* What the task requires:
Only one range belongs in the answer: the line holding "Point out the glass" through the last line of the records, reproduced as is.

Natural-language object grounding data:
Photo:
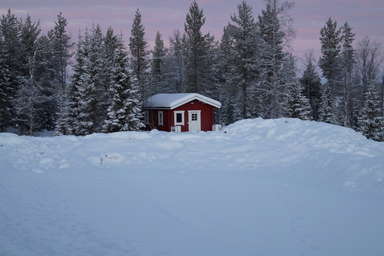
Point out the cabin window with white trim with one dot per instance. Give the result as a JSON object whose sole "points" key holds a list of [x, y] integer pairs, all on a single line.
{"points": [[146, 117], [160, 118], [179, 117]]}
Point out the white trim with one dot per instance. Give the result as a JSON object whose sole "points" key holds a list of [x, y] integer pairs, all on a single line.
{"points": [[160, 118], [175, 119], [174, 100], [190, 122], [146, 117]]}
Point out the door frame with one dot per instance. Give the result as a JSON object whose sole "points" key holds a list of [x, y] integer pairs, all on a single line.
{"points": [[190, 112]]}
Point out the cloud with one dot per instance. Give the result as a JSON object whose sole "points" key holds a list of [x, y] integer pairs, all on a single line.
{"points": [[365, 16]]}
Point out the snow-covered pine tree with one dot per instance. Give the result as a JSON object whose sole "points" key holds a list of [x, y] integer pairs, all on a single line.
{"points": [[124, 113], [330, 39], [310, 82], [176, 63], [228, 92], [273, 92], [297, 104], [139, 56], [60, 47], [96, 67], [198, 65], [244, 59], [111, 44], [5, 88], [370, 121], [29, 98], [347, 59], [29, 34], [68, 122], [326, 109], [44, 78], [11, 48], [119, 110], [158, 83], [86, 98]]}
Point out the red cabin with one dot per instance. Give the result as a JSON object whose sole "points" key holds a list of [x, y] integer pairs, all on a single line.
{"points": [[180, 112]]}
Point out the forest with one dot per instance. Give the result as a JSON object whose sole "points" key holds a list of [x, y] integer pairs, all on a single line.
{"points": [[98, 82]]}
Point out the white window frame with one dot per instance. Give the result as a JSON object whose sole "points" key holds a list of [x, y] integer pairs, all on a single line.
{"points": [[182, 117], [160, 118], [146, 117]]}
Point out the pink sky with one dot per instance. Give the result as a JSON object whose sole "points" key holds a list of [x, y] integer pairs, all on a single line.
{"points": [[365, 16]]}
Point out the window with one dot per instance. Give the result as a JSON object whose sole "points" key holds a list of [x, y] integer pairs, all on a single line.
{"points": [[146, 117], [160, 118], [179, 117]]}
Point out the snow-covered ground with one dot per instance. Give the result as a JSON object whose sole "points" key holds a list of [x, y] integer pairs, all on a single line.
{"points": [[260, 187]]}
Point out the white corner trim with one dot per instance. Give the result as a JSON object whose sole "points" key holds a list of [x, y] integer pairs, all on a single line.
{"points": [[182, 119], [160, 118]]}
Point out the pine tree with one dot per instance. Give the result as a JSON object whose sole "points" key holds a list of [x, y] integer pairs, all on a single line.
{"points": [[348, 60], [111, 44], [371, 123], [330, 49], [139, 56], [244, 61], [60, 47], [68, 121], [310, 81], [176, 64], [11, 61], [119, 110], [326, 110], [44, 78], [228, 91], [273, 92], [297, 104], [199, 53], [158, 66]]}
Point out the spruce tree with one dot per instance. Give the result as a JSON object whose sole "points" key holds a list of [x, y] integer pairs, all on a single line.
{"points": [[86, 98], [139, 56], [330, 38], [60, 47], [5, 88], [228, 90], [11, 51], [297, 104], [326, 110], [158, 66], [310, 82], [199, 54], [119, 110], [272, 91], [176, 64], [245, 58], [370, 121], [68, 122], [348, 60]]}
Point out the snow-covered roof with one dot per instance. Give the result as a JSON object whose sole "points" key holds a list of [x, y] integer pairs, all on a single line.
{"points": [[174, 100]]}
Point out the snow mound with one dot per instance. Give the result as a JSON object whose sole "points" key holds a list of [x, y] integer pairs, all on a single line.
{"points": [[258, 187]]}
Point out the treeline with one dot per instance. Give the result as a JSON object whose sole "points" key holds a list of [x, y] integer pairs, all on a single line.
{"points": [[250, 70]]}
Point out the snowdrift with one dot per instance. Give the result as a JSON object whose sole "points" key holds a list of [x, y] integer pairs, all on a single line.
{"points": [[258, 187]]}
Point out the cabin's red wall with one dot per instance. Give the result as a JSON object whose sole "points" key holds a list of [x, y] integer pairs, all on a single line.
{"points": [[207, 112], [207, 116]]}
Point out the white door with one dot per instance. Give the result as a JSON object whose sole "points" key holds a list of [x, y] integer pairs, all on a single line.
{"points": [[194, 118]]}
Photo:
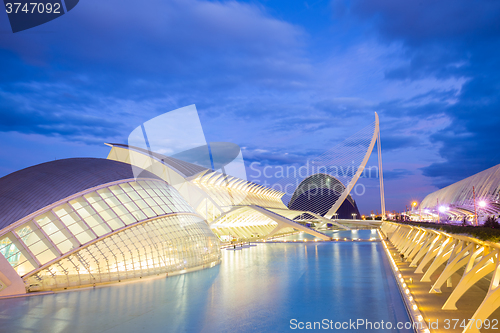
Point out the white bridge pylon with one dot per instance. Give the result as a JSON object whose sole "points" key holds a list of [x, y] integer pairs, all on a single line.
{"points": [[341, 156]]}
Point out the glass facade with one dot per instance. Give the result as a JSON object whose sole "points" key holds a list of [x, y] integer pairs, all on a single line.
{"points": [[110, 213]]}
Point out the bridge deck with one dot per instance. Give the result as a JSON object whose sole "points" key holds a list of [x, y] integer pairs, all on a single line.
{"points": [[430, 304]]}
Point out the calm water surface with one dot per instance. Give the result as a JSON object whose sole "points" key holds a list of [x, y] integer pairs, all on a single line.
{"points": [[259, 288]]}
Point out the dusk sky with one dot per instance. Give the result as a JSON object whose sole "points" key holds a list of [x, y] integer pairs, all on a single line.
{"points": [[285, 80]]}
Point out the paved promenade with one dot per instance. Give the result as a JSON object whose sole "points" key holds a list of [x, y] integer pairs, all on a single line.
{"points": [[430, 304]]}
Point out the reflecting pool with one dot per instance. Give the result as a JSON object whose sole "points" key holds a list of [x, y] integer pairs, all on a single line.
{"points": [[259, 288]]}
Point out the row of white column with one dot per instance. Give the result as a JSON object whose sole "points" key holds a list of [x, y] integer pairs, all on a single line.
{"points": [[422, 246]]}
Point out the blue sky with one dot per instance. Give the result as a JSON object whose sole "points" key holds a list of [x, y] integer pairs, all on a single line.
{"points": [[284, 79]]}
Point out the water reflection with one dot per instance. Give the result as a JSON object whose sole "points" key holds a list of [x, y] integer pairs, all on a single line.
{"points": [[256, 289]]}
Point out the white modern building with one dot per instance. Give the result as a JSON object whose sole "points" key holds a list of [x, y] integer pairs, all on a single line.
{"points": [[478, 195]]}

* Result for this exercise:
Point out the glass facade with one dot per instance. Give the result as a JSON object whose sole "points" key holds a list of [x, y] integer pairs, all on a single line.
{"points": [[110, 213]]}
Point out the bridge deck with one dot per instance. Give the result as a JSON object whose sole "points" key holds a list of [x, y] integer pairs, all on a single line.
{"points": [[430, 304]]}
Point out the calm water surface with one dot per instance. Give the result as a JSON object whose sole "points" key holds a list of [x, y] integer pairs, all on a single line.
{"points": [[259, 288]]}
Point out the dusk sky with one dot per instance. Give the result as a JSON object whose sole "points" key holds a list of [x, y] integer pairs, all on a single line.
{"points": [[285, 80]]}
Point out the paved promenade with one dot per instance. Give the result as a JSON object whose sole "points" key holds a list of [x, y] integer pairs, all on a single line.
{"points": [[430, 304]]}
Point out the reflecting pool with one dot per instance. Give the result as a JSON object whose sole "points" key holds a list of [x, y] integer pairs, all on a single line.
{"points": [[259, 288]]}
Point out the row of white column with one dot per instance. Give the result as a JSON object whose sole "points" key holds a list of [x, y] integer pairs, all on a single line.
{"points": [[422, 246]]}
Point out the blue sky with one dot per instance. Give the result as a JSON object whose sole "points" key holds a list of [x, y] integer pairs, all on a single line.
{"points": [[284, 79]]}
Point out the water reflection with one dot per instance. Give the result as a JSON object whose sole "points" key holds a list of [x, y] integer pairs, all on a single line.
{"points": [[256, 289]]}
Point out the white modern building with one dot per instance. Give the result as a JSON object whose sole "points" key holds a list of [x, y] integer pairs, all on a single line.
{"points": [[478, 195]]}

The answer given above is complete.